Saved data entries
• • • • •

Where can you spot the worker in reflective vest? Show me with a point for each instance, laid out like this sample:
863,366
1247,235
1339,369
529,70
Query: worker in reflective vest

• • • • •

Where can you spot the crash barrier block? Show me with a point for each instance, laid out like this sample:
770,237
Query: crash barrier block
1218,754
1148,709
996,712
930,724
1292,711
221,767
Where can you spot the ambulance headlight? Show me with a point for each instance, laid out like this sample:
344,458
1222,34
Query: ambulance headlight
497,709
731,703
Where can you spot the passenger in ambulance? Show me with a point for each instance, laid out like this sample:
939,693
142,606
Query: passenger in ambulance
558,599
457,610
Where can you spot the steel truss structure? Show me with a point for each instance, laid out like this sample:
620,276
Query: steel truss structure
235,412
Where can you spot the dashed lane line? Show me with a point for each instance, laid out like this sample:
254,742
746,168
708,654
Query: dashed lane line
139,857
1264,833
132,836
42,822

• • • • •

**Task details**
Copy out, word for word, the stretch of items from the line containing "Where can you spot the worker" through the line containing "Query: worker in reflective vest".

**Answer to this exercise**
Where can you spot the worker in reflective vest? Show me with a point for each instance, laid out like this sample:
863,366
1247,235
1339,369
529,70
Query: worker in reflective vest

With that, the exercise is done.